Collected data
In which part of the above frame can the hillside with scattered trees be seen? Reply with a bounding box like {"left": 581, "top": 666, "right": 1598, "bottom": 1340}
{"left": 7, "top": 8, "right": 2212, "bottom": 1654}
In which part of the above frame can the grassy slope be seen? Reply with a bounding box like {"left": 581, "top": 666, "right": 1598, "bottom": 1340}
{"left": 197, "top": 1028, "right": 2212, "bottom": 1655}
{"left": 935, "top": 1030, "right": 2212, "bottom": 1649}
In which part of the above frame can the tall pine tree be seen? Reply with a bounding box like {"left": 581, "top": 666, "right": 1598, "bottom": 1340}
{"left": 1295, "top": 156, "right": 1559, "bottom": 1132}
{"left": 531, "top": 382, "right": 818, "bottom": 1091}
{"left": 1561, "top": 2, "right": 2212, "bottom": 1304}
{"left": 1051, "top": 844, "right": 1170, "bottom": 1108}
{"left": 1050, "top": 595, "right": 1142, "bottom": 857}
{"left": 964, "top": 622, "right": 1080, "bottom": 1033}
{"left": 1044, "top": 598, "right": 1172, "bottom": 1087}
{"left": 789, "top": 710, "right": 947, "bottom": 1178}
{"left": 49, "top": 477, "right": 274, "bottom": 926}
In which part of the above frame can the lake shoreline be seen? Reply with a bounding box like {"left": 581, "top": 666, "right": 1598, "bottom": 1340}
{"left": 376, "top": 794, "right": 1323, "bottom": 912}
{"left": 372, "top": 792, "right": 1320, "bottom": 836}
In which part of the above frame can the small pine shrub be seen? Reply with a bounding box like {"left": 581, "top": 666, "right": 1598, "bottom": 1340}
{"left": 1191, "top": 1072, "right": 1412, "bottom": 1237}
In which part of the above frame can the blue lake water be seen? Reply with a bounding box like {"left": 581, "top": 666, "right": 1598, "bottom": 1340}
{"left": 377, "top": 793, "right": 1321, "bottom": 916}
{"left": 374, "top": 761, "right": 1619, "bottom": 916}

What the task asks
Starting at the line that contains "In which part of the above frame can the lake", output every remaining line of the data exactly, and stop after the last one.

Written response
In which part of the above frame can the lake shoreline be seen? Reply with a bounding box like {"left": 581, "top": 666, "right": 1598, "bottom": 1340}
{"left": 376, "top": 794, "right": 1323, "bottom": 912}
{"left": 372, "top": 792, "right": 1320, "bottom": 836}
In which part of the above frame can the small pine shrub be seen? Reply with a bounding box like {"left": 581, "top": 666, "right": 1598, "bottom": 1340}
{"left": 1191, "top": 1072, "right": 1412, "bottom": 1237}
In which part of the above frame can the blue lake water be seen? Reply with a bounding box like {"left": 581, "top": 666, "right": 1598, "bottom": 1340}
{"left": 377, "top": 793, "right": 1321, "bottom": 916}
{"left": 374, "top": 761, "right": 1619, "bottom": 916}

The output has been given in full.